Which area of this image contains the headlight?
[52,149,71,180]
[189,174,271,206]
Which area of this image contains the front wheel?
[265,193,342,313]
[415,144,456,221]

__What the task asks__: List every line in the data above that contains the word "image".

__Task answer__:
Which area of this image contains the headlight?
Which area of this image contains the front wheel?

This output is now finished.